The lines to find are those in the entries that hold the word "below"; copy every one of them.

INFORMATION:

====

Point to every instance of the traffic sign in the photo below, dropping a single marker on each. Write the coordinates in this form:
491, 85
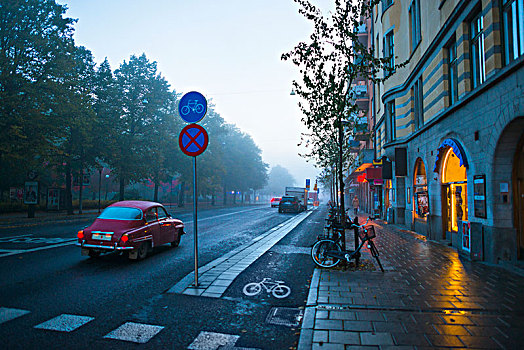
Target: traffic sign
193, 140
192, 107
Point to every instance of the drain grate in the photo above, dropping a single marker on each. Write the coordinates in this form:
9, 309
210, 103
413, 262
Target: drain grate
285, 316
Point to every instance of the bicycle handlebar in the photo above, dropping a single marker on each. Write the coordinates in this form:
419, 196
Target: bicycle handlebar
353, 225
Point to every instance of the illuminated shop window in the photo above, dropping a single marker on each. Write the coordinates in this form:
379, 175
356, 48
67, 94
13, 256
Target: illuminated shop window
420, 191
454, 181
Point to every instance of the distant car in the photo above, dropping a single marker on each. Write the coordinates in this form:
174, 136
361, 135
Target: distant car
275, 201
290, 204
134, 227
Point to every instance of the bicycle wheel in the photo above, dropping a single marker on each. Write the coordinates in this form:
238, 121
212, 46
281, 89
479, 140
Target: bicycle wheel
319, 250
281, 291
252, 288
374, 253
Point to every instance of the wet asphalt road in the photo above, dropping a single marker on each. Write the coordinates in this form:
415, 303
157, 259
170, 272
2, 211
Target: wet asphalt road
112, 290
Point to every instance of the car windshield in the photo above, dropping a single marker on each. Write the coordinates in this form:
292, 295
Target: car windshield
121, 213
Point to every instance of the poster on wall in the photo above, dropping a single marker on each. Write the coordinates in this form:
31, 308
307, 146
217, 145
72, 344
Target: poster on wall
422, 203
465, 236
479, 193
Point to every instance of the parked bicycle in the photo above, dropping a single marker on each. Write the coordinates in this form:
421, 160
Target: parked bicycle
277, 288
328, 252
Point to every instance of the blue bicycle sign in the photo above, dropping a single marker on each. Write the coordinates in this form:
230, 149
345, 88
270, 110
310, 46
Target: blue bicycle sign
192, 107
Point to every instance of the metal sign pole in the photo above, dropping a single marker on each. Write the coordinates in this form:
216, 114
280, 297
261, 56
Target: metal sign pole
195, 230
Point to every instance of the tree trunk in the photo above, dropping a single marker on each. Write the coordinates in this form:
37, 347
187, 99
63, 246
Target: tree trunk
155, 198
81, 183
122, 187
69, 194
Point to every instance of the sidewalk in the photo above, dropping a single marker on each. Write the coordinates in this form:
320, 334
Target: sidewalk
428, 297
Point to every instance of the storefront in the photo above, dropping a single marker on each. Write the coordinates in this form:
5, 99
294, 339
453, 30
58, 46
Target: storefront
454, 193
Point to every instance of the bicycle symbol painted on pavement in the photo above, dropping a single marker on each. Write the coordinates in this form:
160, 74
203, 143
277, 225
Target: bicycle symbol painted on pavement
277, 288
192, 106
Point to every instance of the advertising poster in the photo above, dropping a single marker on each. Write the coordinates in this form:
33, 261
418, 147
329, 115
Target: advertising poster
479, 193
422, 203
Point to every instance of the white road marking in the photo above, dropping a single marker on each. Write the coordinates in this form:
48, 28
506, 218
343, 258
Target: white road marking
36, 240
134, 332
219, 274
65, 323
15, 252
8, 314
213, 341
29, 234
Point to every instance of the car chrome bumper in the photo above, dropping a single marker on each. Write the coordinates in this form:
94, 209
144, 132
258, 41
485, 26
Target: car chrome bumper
105, 247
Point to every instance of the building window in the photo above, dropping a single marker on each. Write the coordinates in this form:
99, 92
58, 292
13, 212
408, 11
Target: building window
389, 52
418, 99
390, 120
478, 60
513, 17
452, 72
414, 24
386, 4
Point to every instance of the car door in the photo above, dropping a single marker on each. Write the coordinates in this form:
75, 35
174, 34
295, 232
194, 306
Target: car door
152, 227
166, 227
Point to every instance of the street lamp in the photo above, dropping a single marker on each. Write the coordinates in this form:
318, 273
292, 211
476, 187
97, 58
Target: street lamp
107, 184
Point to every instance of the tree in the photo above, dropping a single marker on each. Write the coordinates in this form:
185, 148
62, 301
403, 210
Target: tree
278, 178
36, 46
329, 65
145, 96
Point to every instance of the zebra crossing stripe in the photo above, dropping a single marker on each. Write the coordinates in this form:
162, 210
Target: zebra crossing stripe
8, 314
134, 332
65, 323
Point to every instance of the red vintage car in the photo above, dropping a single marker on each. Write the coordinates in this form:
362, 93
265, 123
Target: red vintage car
135, 227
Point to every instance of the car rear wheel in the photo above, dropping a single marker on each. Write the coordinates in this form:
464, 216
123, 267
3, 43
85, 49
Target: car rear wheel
94, 253
142, 251
176, 242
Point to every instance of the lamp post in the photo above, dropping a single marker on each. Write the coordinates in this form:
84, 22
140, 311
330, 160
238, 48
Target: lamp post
107, 184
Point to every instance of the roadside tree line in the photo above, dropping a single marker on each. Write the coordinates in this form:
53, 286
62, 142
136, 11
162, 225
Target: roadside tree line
61, 114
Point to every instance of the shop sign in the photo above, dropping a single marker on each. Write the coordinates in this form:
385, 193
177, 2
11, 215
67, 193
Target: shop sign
422, 203
479, 195
465, 229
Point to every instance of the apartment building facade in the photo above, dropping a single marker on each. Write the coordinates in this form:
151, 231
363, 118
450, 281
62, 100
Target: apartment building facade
452, 121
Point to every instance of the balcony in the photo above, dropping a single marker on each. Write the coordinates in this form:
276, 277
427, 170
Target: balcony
361, 29
361, 132
354, 146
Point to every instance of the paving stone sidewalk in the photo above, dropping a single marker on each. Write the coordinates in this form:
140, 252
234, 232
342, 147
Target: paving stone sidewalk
429, 297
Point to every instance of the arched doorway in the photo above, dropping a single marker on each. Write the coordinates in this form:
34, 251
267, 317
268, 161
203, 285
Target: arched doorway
518, 191
454, 190
420, 191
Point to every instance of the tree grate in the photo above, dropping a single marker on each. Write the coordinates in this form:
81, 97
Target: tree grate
285, 316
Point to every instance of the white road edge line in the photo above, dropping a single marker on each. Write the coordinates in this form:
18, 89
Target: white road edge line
73, 241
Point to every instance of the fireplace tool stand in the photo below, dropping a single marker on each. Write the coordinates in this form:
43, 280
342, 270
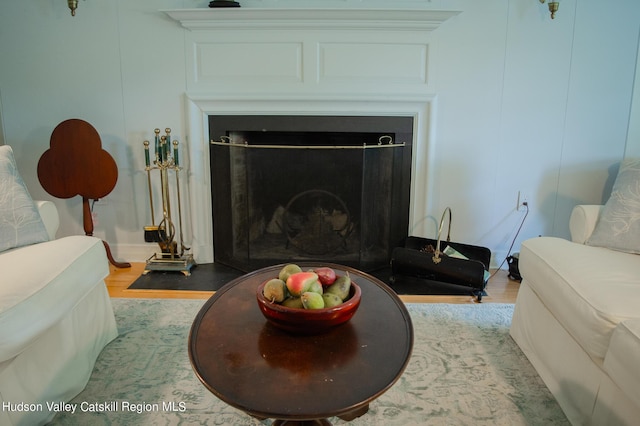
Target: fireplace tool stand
172, 256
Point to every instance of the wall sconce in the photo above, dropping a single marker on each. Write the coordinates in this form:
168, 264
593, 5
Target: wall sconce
553, 7
73, 5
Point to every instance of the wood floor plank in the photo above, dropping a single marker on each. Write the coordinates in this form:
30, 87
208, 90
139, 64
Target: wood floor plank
500, 289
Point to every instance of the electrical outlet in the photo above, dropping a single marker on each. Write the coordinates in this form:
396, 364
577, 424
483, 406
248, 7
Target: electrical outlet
522, 199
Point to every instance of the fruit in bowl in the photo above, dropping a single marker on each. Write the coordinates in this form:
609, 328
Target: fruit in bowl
308, 306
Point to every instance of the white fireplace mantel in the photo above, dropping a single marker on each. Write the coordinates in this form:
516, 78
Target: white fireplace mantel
354, 18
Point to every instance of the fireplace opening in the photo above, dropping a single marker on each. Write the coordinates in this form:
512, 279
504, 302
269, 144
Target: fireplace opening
309, 188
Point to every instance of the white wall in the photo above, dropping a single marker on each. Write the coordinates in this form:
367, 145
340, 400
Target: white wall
523, 103
633, 137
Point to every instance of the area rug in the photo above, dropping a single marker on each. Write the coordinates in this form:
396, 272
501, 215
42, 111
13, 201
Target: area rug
465, 370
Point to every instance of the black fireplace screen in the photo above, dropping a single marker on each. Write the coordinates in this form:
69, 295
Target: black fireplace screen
283, 196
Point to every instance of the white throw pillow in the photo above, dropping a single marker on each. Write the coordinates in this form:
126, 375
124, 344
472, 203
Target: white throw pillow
20, 222
618, 227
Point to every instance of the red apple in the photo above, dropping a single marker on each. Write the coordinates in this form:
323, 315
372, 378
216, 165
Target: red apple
326, 275
300, 282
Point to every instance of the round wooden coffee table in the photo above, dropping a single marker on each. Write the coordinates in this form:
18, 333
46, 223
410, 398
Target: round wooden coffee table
268, 373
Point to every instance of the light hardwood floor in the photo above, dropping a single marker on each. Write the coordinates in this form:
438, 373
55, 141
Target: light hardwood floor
500, 289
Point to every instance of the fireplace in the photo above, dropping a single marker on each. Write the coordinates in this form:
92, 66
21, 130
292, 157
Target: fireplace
312, 58
298, 188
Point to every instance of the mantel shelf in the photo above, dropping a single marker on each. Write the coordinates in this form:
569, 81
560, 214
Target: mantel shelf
253, 18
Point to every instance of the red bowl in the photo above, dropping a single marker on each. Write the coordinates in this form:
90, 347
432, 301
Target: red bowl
309, 321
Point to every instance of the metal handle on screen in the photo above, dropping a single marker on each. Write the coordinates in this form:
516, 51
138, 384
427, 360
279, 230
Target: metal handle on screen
436, 256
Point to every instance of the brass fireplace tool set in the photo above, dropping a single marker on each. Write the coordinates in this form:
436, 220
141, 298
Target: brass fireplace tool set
172, 256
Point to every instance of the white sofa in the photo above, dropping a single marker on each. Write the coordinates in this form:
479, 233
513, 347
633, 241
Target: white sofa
55, 318
577, 319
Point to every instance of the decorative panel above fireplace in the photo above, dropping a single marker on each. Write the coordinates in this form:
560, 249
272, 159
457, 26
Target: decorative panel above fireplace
299, 188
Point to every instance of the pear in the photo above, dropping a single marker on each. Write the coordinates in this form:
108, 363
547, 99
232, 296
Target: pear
274, 290
340, 287
311, 300
293, 302
300, 282
331, 300
316, 287
326, 275
287, 270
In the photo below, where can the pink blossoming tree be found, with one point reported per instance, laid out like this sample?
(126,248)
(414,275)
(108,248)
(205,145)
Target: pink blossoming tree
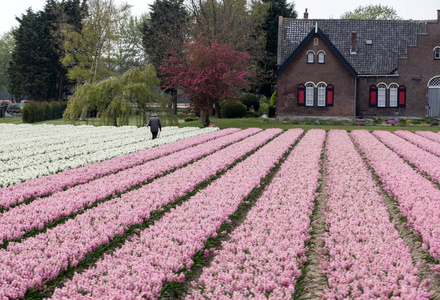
(207,72)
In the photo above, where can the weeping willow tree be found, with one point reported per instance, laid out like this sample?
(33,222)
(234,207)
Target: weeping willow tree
(112,99)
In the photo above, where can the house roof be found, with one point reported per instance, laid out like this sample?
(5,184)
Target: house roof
(389,40)
(312,32)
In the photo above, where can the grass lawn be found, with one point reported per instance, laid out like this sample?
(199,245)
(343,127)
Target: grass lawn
(244,123)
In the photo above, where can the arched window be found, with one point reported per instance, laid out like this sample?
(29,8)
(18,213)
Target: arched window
(402,96)
(301,94)
(321,57)
(437,53)
(393,95)
(321,94)
(310,57)
(373,95)
(310,94)
(330,94)
(381,95)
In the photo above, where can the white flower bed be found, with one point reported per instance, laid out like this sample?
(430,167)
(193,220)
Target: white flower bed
(96,144)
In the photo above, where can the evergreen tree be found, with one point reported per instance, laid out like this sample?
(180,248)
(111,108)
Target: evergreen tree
(7,44)
(35,71)
(164,33)
(31,70)
(372,12)
(268,65)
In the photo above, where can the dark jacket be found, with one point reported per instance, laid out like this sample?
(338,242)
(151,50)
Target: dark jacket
(154,124)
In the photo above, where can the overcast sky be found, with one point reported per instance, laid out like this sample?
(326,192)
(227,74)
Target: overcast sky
(318,9)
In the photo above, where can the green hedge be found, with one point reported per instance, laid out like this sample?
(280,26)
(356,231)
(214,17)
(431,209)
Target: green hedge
(251,101)
(43,111)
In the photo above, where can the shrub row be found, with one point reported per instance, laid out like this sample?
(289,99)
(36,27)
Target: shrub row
(42,111)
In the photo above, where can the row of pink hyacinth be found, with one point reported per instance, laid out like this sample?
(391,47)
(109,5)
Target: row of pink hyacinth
(140,267)
(264,254)
(426,162)
(49,184)
(435,136)
(420,141)
(366,256)
(17,221)
(37,259)
(418,197)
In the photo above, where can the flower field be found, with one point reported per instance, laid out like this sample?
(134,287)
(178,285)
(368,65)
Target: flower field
(107,213)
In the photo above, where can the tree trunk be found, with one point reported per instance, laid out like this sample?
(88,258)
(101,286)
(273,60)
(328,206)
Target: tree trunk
(204,117)
(174,93)
(218,114)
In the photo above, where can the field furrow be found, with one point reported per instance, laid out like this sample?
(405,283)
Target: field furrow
(263,255)
(38,187)
(19,220)
(364,254)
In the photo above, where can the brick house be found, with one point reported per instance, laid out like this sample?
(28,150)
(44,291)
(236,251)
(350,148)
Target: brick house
(357,68)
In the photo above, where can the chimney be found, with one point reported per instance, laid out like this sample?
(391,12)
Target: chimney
(353,42)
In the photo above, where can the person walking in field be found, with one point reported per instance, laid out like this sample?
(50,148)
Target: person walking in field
(155,125)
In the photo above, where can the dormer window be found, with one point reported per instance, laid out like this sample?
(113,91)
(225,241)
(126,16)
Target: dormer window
(310,57)
(437,53)
(321,57)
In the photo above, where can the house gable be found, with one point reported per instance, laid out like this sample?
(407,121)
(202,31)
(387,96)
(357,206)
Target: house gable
(305,41)
(316,88)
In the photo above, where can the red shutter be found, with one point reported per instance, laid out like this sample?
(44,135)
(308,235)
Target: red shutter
(402,96)
(330,95)
(301,94)
(373,95)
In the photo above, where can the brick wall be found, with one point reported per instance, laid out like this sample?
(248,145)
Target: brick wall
(414,71)
(300,72)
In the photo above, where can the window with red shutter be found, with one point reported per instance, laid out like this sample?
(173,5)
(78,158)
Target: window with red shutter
(330,94)
(301,94)
(373,96)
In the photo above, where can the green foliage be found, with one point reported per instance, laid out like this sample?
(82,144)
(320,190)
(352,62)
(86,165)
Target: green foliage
(233,110)
(273,99)
(89,54)
(7,44)
(190,119)
(42,111)
(35,71)
(272,111)
(112,99)
(264,109)
(372,12)
(164,31)
(251,101)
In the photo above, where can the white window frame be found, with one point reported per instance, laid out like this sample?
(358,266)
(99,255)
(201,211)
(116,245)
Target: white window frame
(310,57)
(321,58)
(394,92)
(310,94)
(321,94)
(381,95)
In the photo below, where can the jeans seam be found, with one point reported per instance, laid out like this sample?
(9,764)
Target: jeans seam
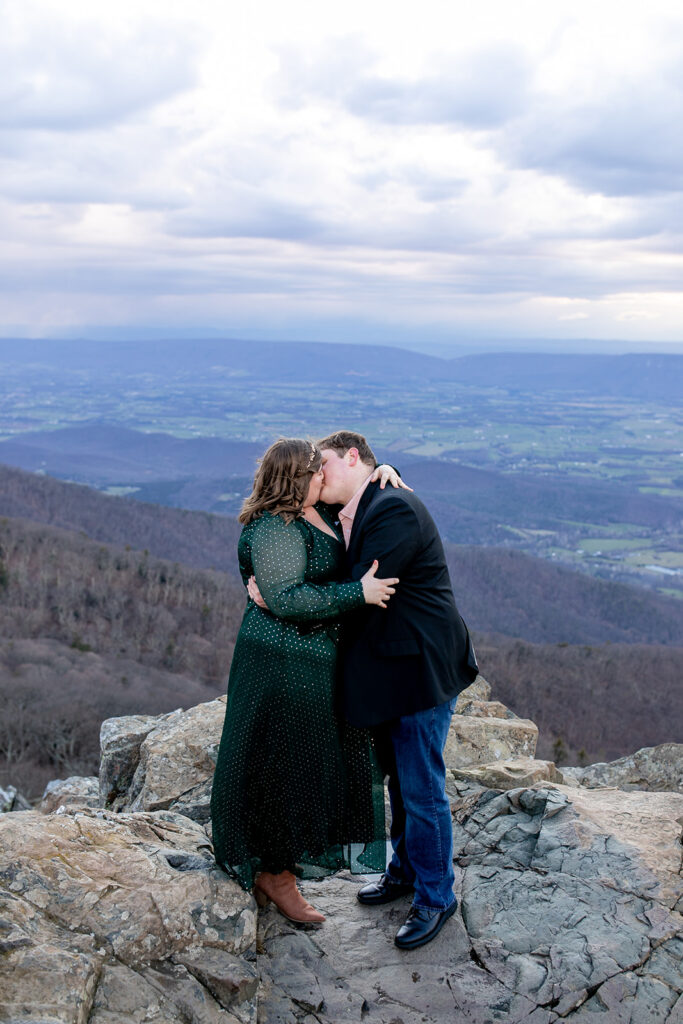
(431,792)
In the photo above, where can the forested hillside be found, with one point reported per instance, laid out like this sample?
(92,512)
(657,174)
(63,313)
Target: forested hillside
(498,590)
(89,631)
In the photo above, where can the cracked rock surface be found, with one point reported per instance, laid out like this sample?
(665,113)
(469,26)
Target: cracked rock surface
(570,902)
(111,919)
(560,919)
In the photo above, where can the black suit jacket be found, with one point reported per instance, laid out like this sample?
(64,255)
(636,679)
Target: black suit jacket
(417,652)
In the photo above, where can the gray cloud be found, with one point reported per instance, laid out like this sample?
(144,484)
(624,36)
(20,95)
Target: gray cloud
(479,90)
(627,141)
(247,215)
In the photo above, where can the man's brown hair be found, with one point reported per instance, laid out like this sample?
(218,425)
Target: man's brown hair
(282,480)
(345,439)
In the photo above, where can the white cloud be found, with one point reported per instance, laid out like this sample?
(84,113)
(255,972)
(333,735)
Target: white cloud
(472,166)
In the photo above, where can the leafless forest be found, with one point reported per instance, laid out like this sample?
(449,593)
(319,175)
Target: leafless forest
(90,631)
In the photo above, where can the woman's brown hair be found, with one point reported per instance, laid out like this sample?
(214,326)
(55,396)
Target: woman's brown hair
(282,479)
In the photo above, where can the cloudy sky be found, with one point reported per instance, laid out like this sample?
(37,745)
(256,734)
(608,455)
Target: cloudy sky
(427,172)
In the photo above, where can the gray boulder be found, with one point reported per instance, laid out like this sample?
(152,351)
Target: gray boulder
(75,792)
(564,915)
(162,763)
(110,918)
(11,800)
(652,768)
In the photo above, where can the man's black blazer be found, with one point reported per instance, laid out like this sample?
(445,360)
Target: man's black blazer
(415,653)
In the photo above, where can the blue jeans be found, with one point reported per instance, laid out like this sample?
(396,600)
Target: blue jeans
(411,753)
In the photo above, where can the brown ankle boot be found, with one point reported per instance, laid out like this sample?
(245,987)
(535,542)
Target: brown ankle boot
(282,889)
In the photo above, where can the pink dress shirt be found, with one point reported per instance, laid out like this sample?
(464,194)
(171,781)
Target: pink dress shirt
(348,512)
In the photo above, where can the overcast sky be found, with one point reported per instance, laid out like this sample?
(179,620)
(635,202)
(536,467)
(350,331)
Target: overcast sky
(429,171)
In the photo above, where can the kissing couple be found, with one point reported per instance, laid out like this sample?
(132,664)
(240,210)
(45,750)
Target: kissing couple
(346,669)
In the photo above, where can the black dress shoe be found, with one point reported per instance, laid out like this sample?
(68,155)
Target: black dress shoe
(422,926)
(385,890)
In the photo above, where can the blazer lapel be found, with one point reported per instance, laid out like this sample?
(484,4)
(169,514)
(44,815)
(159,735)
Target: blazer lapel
(364,505)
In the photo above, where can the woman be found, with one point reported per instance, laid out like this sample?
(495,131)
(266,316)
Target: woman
(296,787)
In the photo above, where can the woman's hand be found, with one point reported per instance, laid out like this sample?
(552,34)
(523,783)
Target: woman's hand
(386,473)
(254,593)
(377,591)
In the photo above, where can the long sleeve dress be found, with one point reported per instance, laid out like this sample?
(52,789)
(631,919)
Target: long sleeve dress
(296,787)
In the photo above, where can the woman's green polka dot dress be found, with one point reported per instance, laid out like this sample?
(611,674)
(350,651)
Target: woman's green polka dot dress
(296,787)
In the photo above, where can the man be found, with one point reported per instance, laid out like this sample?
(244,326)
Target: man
(402,668)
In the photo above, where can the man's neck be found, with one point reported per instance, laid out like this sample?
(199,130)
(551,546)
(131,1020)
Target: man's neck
(359,480)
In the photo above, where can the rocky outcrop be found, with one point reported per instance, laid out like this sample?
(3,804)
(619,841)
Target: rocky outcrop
(570,898)
(71,793)
(120,918)
(484,731)
(165,762)
(560,919)
(652,768)
(11,800)
(510,774)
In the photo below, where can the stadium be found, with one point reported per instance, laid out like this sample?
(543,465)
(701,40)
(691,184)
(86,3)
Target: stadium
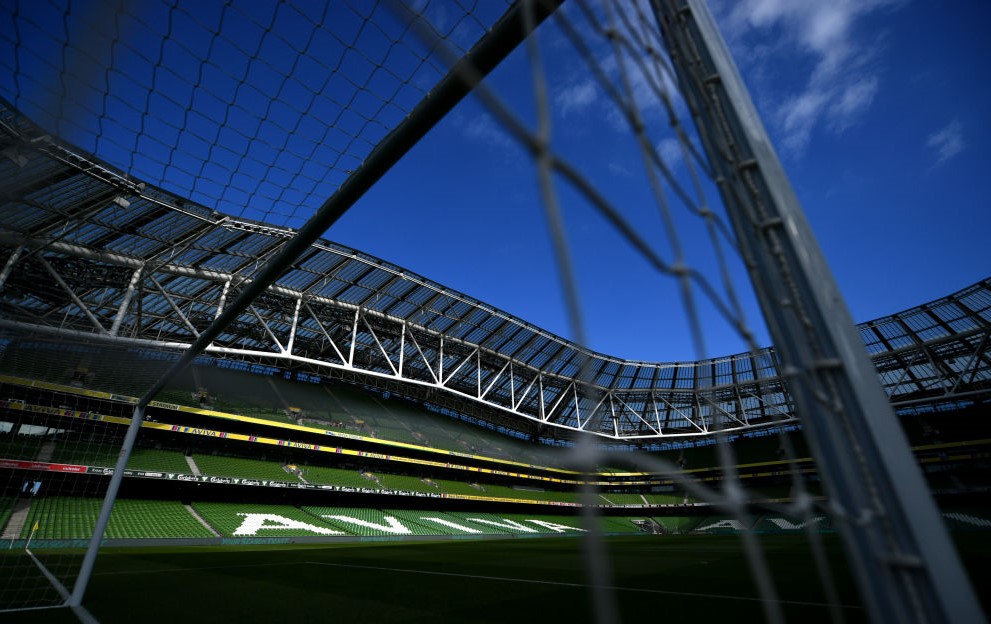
(212,411)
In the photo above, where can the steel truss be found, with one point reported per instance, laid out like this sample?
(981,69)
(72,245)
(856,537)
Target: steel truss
(92,254)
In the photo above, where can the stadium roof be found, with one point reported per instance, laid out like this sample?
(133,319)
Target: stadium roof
(90,252)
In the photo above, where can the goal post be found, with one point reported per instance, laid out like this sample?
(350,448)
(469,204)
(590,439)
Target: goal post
(899,549)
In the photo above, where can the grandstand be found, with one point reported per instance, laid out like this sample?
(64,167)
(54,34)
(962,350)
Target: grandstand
(177,370)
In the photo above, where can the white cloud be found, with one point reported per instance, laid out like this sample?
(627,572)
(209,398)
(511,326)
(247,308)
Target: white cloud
(947,142)
(670,151)
(843,79)
(483,129)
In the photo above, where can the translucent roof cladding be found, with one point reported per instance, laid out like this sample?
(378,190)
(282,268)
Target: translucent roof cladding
(255,109)
(83,216)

====

RESPONSE AREA:
Point to every instance of the traffic sign in the photo below, dropping a single marker on each. Write the coordinates in this form:
Point to every instance of the fireplace tool stand in the photo below, dropping a single marker on each. Write the coordinates in this form:
In the photo below, where can the pink blossoming tree be found, with one point reported per instance, laid out like this sample?
In the photo below, where can the jeans seam be found, with one point reported per instance, laid out like this sample?
In the photo below, where can the stadium be found, with one point reported per instance, laid out like this sample?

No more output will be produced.